■ SET PROBLEM ■
Scale the records below by copying every line, requests included, with each x and y point coordinate in the answers multiplied by 2.05 and rounded to the nearest whole number, halves rounding up. Leave the numbers in the requests and their format samples unchanged, and omit the pictures.

********************

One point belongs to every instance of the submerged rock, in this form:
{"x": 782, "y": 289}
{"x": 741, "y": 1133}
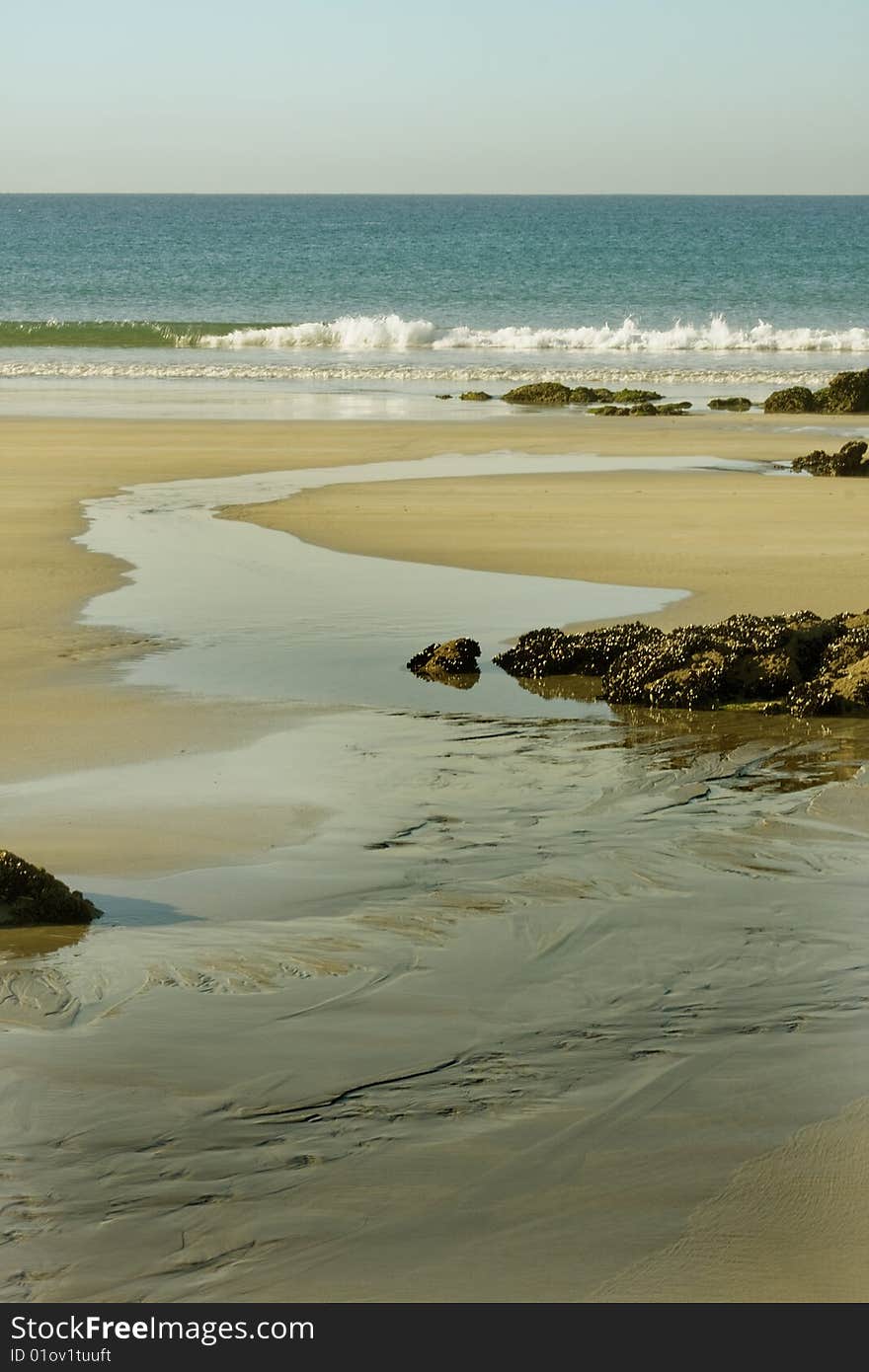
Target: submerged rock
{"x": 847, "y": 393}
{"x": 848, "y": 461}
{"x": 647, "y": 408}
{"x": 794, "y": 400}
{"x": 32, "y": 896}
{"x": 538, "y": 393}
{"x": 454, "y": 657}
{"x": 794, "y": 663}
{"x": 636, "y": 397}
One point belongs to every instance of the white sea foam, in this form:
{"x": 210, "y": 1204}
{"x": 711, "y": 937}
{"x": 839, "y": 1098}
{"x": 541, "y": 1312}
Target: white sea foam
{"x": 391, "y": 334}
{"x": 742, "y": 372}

********************

■ FINAL ANSWER ■
One point belongs to every instance of the submerged rock, in this form:
{"x": 782, "y": 289}
{"x": 741, "y": 1133}
Target: submerged rock
{"x": 1736, "y": 806}
{"x": 1738, "y": 945}
{"x": 1326, "y": 836}
{"x": 1628, "y": 820}
{"x": 66, "y": 1837}
{"x": 1103, "y": 806}
{"x": 931, "y": 1347}
{"x": 1628, "y": 1359}
{"x": 1304, "y": 814}
One point belongs to every instance of the white sea foam, in this form:
{"x": 210, "y": 1204}
{"x": 711, "y": 937}
{"x": 839, "y": 1098}
{"x": 541, "y": 1312}
Target: white sea foam
{"x": 802, "y": 685}
{"x": 1521, "y": 763}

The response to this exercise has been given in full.